REQUIREMENT = Make the copy match the entries below exactly, with no pictures carried over.

☆ ☆ ☆ ☆ ☆ ☆ ☆

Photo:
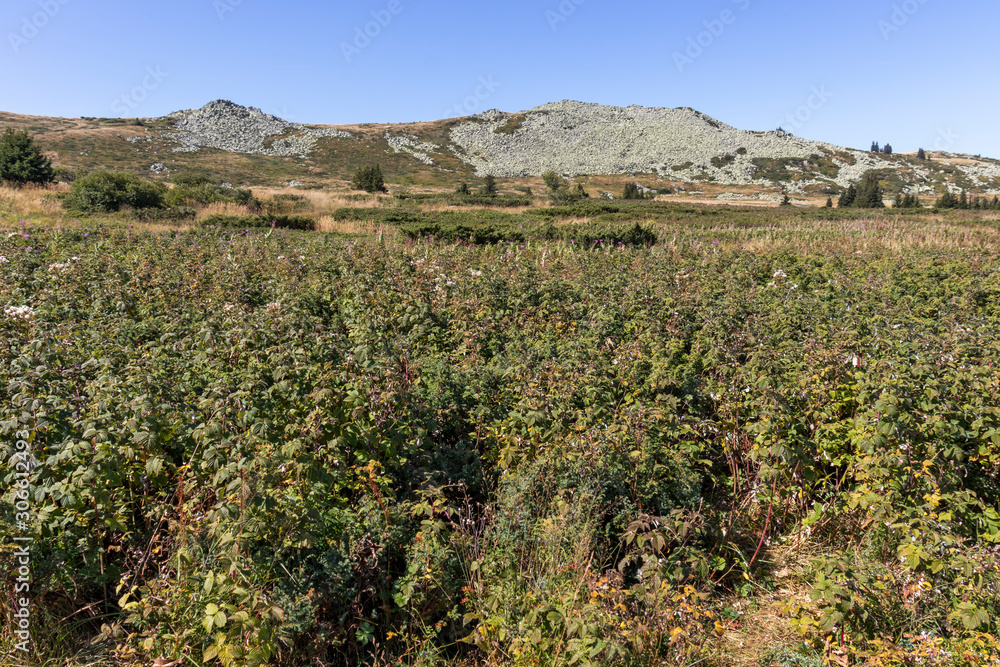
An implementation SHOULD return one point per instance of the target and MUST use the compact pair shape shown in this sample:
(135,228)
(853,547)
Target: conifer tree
(22,161)
(848,197)
(869,192)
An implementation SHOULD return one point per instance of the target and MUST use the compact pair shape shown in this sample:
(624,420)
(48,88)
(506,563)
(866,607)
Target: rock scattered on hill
(237,129)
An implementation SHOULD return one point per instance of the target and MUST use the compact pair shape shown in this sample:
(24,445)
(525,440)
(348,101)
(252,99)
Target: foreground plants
(278,447)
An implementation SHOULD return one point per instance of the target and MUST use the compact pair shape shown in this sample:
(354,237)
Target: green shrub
(199,192)
(22,161)
(298,222)
(109,191)
(369,179)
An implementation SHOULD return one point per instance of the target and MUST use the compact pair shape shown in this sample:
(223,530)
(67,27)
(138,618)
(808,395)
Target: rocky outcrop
(237,129)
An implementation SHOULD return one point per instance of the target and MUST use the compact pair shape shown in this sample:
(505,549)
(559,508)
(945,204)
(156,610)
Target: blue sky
(910,72)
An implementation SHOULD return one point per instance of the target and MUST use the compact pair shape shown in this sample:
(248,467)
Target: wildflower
(26,313)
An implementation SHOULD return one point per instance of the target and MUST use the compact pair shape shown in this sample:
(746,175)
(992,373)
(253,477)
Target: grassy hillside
(89,144)
(737,436)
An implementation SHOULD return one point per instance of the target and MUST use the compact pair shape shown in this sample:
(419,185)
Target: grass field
(757,437)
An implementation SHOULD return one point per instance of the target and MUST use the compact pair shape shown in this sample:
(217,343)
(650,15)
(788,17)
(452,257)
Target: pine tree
(870,192)
(947,200)
(22,161)
(369,179)
(848,197)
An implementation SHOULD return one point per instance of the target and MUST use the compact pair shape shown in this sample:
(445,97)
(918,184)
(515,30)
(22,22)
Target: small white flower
(25,313)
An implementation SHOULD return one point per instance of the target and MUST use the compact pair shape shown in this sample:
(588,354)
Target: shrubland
(283,447)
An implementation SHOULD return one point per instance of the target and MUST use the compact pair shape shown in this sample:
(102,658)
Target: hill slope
(248,146)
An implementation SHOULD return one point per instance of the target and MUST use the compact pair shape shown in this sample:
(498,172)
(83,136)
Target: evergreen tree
(947,200)
(848,197)
(21,160)
(553,181)
(369,179)
(869,193)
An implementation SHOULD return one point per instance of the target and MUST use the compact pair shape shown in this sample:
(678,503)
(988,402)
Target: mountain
(248,146)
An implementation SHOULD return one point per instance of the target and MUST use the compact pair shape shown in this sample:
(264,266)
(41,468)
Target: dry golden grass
(31,202)
(224,208)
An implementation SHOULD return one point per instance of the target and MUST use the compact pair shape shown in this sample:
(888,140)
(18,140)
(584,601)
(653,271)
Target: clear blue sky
(913,73)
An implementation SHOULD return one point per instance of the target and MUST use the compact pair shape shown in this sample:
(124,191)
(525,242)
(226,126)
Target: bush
(489,185)
(21,160)
(297,222)
(369,179)
(109,191)
(632,192)
(196,191)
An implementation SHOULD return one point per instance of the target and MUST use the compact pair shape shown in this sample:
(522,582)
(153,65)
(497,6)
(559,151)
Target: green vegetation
(724,160)
(200,191)
(869,193)
(22,161)
(560,190)
(290,448)
(110,191)
(259,221)
(369,179)
(489,186)
(632,192)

☆ ☆ ☆ ☆ ☆ ☆ ☆

EXERCISE RESPONSE =
Photo:
An implementation SHOULD return one point per instance of the target and MUST use the compact pair shape shown in this sample:
(135,228)
(853,547)
Target: conifer tree
(22,161)
(848,197)
(869,192)
An implementation SHOULD return one point per instance of the target and MUST use the compact pair shape shown in this sample:
(624,420)
(48,88)
(506,563)
(866,607)
Target: rock scattered on hill
(237,129)
An implementation SHOULD return one point per instance of the target and MUST use the compact pair shape shown in this sample:
(24,445)
(525,440)
(348,101)
(252,99)
Target: foreground plants
(278,447)
An implementation SHOULD return one point per instance of the target and MUST use the compact pair shape shown in this sample:
(354,237)
Target: green shrub
(199,192)
(22,161)
(298,222)
(109,191)
(369,179)
An implementation SHOULD return one point per instance of the target and MUST use the compact pair shape shown in this sample:
(223,530)
(67,27)
(138,618)
(808,395)
Target: rocky outcrop
(237,129)
An implementation SHOULD return one point per instance of the target and MUST use the compact pair shape shown in this sample:
(505,549)
(559,508)
(945,204)
(156,610)
Target: blue sky
(910,72)
An implementation SHOULD return one point per instance of the target and MUST use the compact pair shape shown in this sample:
(248,467)
Target: wildflower
(26,313)
An implementation SHOULD return one point per instance of the target and MUST use the compact pair shape shown in this sample:
(746,175)
(992,373)
(253,477)
Target: grassy hillside
(89,144)
(737,436)
An implementation SHOULD return one point per instance of the target and MUST use the compact pair shape shown in this sample:
(419,185)
Target: grass field
(757,437)
An implementation SHOULD return one point per instance of the target and MUST use the compact pair shape shown in this sample:
(217,343)
(650,15)
(788,17)
(452,257)
Target: pine tree
(870,192)
(947,200)
(22,161)
(369,179)
(848,197)
An implementation SHOULD return one point per instance of the target and MUST use the compact pair shape shown in this sample:
(445,97)
(918,184)
(515,30)
(22,22)
Target: small white flower
(25,313)
An implementation SHOULD return one point per instance of the target and MUST use the compact pair shape shown in this sample:
(588,354)
Target: shrubland
(283,447)
An implementation SHOULD return one point per instance of the target and MUST use the compact pair shape shown in this sample:
(102,658)
Target: hill slope
(248,146)
An implementation SHOULD return one point per instance of the target and MUST use the compact pair shape shown in this sample:
(498,172)
(83,136)
Target: evergreen tree
(947,200)
(848,197)
(21,160)
(553,181)
(369,179)
(869,193)
An implementation SHOULD return one point per instance of the target and MUST use the compact pair shape shown in this sample:
(678,503)
(988,402)
Target: mountain
(248,146)
An implementation SHOULD return one point per instance of the target and MUST use the compact pair shape shown in this sample:
(264,266)
(41,468)
Target: dry golden grass
(31,202)
(224,208)
An implementation SHOULD return one point per instance of the target and MUST use the compact pair shape shown in this sample:
(888,140)
(18,140)
(584,601)
(653,271)
Target: clear blue sky
(913,73)
An implementation SHOULD return one point per instance of the target and MUST use the compact pair shape shown in this sample:
(124,191)
(525,242)
(226,126)
Target: bush
(489,185)
(21,160)
(297,222)
(369,179)
(109,191)
(632,192)
(196,191)
An implementation SHOULD return one point per instance of the target and MUST use the compact pair shape shown in this sample:
(522,582)
(153,65)
(497,6)
(559,151)
Target: green vegetation
(724,160)
(200,191)
(869,193)
(22,161)
(560,190)
(290,448)
(110,191)
(259,221)
(369,179)
(489,186)
(632,192)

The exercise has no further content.